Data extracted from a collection
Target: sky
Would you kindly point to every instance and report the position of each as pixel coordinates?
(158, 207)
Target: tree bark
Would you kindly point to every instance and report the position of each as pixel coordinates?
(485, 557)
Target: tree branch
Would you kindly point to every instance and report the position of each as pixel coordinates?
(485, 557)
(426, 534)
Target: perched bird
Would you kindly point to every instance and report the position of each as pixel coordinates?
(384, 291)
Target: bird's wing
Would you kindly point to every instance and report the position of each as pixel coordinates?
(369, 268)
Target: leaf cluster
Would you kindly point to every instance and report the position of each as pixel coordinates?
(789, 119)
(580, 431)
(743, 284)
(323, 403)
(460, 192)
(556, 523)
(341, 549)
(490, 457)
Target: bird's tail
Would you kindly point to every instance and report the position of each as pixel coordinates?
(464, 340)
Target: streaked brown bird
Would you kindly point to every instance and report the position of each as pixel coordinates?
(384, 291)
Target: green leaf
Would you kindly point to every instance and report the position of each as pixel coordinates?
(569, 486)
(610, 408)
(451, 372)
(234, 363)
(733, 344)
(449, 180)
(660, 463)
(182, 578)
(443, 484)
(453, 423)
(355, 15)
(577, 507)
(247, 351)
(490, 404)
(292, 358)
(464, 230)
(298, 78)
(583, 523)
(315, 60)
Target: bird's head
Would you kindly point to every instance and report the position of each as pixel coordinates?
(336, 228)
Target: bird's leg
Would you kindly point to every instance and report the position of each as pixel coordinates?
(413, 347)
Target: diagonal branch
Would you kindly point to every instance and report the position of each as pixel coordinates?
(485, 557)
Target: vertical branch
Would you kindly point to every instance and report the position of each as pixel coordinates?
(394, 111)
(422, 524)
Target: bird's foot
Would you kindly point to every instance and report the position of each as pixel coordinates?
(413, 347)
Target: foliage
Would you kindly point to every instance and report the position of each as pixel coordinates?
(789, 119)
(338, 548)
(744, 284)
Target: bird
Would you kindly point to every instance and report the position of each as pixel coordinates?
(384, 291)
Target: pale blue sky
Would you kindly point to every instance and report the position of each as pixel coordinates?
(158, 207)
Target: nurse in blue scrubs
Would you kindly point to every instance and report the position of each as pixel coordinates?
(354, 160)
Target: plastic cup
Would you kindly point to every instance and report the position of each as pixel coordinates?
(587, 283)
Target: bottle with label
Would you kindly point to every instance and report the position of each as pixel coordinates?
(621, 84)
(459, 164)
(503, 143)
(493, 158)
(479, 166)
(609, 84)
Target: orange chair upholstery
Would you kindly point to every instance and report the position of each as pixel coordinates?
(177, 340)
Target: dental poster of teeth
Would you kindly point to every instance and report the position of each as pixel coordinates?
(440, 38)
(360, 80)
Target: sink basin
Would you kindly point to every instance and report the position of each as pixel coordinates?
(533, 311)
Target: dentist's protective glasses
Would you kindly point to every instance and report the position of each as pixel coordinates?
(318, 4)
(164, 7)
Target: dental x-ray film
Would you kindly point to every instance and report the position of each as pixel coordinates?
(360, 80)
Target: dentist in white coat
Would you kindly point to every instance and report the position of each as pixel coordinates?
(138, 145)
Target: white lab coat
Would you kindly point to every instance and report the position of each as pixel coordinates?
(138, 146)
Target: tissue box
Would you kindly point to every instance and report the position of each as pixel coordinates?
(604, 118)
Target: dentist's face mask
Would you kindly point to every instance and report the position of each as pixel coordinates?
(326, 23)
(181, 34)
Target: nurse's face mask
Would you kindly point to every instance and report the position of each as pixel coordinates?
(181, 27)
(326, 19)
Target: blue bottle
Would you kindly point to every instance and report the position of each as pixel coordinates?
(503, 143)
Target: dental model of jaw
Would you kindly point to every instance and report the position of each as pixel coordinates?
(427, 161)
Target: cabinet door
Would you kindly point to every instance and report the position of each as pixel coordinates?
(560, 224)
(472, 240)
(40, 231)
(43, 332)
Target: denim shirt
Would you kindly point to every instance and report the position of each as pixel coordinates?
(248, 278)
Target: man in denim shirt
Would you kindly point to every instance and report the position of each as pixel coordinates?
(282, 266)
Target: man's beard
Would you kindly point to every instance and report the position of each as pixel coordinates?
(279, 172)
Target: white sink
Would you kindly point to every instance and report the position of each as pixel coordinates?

DIRECTIONS FOR THIS TASK —
Output exactly the leading lines of the data, up to and including the line marked by "Target: green leaf".

FINISHED TASK —
Target: sky
Would you kindly point to every instance and report the position of each as pixel coordinates?
(158, 207)
Target: tree bark
Would you kindly point to every instance and report the position of each as pixel coordinates?
(485, 557)
Target: tree branch
Would you kindly point to every instance and report the position of each as pixel coordinates?
(485, 557)
(426, 534)
Target: perched bird
Would you kindly point to every instance and report the position of each as pixel coordinates?
(384, 291)
Target: bird's wing
Would you kindly point to every instance and report the position of each as pixel coordinates?
(369, 268)
Target: leaf cluster
Would you kindly point to every instance and report the position of each as pixel coordinates?
(789, 119)
(580, 431)
(743, 284)
(323, 403)
(460, 192)
(556, 523)
(341, 549)
(490, 457)
Target: bird's tail
Would you kindly point to every instance and report the position of each as pixel coordinates?
(464, 340)
Target: streaked brown bird
Would you kindly point to every instance and report the position of each as pixel coordinates?
(384, 291)
Target: green leaf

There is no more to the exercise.